● **Dataset entries**
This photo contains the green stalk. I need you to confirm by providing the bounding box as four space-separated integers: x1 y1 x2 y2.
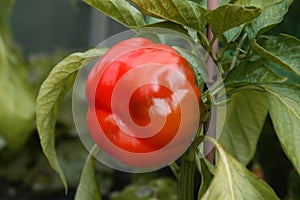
178 147 196 200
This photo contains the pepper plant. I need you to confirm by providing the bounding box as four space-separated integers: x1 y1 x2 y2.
36 0 300 200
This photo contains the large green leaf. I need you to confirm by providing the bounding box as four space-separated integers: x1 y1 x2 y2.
83 0 145 28
202 139 278 200
264 84 300 174
225 61 287 87
251 34 300 75
219 90 268 165
36 49 106 189
205 4 261 36
236 0 292 38
75 148 101 200
0 0 35 156
132 0 207 31
262 60 300 85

● **Direction**
Rewrite all of the data above with every "photo" replaced by "image" and nothing else changed, leaving out the pictures.

● **Solution to this problem**
This image contains the green stalk. I need you to confirm by providing the bounding box as four space-separated integers: x1 y1 x2 y2.
178 147 196 200
This image contains the pepper plant. I need you to confirm by providing the bounding box as four space-separated integers: x1 y1 x2 y2.
36 0 300 200
This image contains the large green leaf. I need you to confirm by providing the bounding box as four space-separated integers: x1 y1 x2 y2.
83 0 145 28
202 139 278 200
264 84 300 174
225 61 287 87
251 34 300 75
219 90 268 165
36 49 106 189
205 4 261 36
236 0 292 38
75 148 101 200
0 0 35 156
132 0 207 31
262 60 300 85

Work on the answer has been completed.